**Your instructions**: Find every line in the data that contains the string "stone" and copy each such line in full. Matching is case-sensitive.

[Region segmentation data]
## START

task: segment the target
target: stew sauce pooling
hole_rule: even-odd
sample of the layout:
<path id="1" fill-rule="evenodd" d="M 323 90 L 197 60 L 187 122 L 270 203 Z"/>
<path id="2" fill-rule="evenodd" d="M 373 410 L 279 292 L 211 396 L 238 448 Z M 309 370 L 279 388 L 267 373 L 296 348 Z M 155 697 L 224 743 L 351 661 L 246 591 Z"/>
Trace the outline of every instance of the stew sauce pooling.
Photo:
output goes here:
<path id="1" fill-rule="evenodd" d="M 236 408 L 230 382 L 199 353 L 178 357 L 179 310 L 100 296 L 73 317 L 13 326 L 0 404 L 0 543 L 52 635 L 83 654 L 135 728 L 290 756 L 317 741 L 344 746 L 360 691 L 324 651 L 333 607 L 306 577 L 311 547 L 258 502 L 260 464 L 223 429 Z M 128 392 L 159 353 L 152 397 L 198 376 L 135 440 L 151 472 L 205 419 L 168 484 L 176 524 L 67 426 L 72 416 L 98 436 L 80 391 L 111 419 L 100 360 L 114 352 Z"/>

## END
## START

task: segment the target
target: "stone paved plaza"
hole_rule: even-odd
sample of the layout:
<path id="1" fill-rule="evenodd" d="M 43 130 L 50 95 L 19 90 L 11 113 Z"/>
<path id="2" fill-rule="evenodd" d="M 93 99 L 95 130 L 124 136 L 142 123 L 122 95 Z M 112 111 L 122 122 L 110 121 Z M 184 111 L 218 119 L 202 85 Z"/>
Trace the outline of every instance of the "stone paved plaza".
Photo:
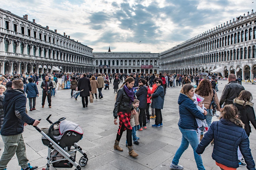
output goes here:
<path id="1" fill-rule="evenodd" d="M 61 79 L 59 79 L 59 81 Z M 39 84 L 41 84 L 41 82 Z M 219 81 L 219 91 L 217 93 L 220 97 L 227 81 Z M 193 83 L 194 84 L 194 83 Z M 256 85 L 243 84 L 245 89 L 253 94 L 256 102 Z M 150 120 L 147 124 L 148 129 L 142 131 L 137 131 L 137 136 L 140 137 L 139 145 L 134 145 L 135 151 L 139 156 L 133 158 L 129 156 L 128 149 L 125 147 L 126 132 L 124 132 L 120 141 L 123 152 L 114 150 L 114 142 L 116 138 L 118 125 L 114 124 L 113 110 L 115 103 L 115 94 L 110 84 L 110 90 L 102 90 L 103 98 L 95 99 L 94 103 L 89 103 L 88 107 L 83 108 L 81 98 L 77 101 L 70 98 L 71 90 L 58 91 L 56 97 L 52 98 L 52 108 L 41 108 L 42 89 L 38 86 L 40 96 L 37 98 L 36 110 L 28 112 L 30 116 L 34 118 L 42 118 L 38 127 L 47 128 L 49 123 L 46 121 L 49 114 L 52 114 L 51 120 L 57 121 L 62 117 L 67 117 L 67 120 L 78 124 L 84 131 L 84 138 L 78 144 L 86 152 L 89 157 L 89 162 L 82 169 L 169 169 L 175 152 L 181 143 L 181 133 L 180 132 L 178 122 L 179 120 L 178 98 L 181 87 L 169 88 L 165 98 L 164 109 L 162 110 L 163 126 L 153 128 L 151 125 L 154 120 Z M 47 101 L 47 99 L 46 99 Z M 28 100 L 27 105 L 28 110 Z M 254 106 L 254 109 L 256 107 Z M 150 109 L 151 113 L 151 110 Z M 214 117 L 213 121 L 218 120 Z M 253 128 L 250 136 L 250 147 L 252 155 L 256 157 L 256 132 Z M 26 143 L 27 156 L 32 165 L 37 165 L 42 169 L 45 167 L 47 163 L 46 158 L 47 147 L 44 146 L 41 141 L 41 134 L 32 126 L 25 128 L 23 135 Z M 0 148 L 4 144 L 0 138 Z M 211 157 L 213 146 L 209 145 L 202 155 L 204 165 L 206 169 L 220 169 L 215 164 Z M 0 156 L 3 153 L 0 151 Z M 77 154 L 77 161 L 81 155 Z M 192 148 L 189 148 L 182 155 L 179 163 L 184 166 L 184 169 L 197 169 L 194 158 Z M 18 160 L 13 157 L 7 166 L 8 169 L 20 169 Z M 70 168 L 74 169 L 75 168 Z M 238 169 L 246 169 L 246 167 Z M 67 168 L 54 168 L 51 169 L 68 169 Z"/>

## END
## START

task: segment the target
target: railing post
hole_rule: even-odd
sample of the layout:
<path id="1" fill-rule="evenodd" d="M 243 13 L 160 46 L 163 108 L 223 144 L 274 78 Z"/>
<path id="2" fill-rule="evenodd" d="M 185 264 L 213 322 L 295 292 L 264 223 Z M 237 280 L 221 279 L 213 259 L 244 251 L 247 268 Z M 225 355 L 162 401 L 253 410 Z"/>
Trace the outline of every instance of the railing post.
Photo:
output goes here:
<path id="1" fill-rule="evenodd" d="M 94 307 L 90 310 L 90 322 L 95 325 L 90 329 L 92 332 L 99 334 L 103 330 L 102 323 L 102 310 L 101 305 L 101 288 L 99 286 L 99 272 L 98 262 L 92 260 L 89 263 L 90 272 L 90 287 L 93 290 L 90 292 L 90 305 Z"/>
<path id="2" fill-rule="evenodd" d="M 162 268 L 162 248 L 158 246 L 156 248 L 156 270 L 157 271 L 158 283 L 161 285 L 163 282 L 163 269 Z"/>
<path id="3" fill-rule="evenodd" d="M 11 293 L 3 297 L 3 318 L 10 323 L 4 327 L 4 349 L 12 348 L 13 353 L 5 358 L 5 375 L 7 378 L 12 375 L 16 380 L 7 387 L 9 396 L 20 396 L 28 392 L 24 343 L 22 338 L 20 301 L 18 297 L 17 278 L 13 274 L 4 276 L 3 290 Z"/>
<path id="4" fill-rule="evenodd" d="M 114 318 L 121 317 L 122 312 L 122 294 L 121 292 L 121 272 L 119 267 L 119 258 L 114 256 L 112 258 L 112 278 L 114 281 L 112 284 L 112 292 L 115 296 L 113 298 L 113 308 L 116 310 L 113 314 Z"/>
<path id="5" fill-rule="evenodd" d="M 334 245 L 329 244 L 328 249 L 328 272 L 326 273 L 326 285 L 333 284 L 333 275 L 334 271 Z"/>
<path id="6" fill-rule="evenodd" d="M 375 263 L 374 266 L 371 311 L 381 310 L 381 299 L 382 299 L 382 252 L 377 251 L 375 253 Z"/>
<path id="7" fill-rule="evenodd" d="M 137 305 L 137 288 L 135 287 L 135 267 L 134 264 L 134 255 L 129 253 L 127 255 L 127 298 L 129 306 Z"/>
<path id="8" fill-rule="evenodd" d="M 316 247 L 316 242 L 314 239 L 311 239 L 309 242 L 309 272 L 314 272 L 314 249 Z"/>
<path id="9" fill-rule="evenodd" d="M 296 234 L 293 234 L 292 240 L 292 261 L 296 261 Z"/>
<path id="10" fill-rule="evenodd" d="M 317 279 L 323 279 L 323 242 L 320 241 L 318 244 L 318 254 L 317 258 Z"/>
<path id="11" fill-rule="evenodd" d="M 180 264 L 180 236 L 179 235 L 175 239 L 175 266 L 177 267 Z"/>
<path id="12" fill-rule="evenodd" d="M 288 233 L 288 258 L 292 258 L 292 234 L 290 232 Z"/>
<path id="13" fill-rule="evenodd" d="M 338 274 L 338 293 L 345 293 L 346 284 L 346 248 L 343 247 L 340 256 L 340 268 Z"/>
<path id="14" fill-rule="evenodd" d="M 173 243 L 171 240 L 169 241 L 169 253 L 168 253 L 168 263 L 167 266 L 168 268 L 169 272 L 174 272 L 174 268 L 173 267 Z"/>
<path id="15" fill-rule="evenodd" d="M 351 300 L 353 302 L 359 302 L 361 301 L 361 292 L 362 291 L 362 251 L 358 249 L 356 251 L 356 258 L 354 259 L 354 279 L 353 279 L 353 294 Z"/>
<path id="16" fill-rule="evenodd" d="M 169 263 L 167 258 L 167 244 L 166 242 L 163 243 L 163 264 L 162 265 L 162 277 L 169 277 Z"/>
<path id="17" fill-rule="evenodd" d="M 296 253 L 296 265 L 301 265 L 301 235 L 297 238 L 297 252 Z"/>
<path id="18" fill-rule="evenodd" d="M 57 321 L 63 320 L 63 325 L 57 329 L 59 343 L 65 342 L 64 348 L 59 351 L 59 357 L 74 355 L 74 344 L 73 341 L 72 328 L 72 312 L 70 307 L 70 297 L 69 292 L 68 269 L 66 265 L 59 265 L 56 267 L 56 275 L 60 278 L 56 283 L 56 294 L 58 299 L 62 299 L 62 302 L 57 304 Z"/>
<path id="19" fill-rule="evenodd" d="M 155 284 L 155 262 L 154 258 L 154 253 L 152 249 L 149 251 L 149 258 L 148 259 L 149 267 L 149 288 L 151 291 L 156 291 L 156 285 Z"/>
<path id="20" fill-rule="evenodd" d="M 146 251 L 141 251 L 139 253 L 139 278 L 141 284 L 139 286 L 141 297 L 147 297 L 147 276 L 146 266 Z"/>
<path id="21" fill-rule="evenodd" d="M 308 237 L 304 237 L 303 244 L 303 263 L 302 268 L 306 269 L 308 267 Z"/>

## END

**Solved problem**:
target: "stone paved plaza"
Trace the outline of every instance of the "stone paved plaza".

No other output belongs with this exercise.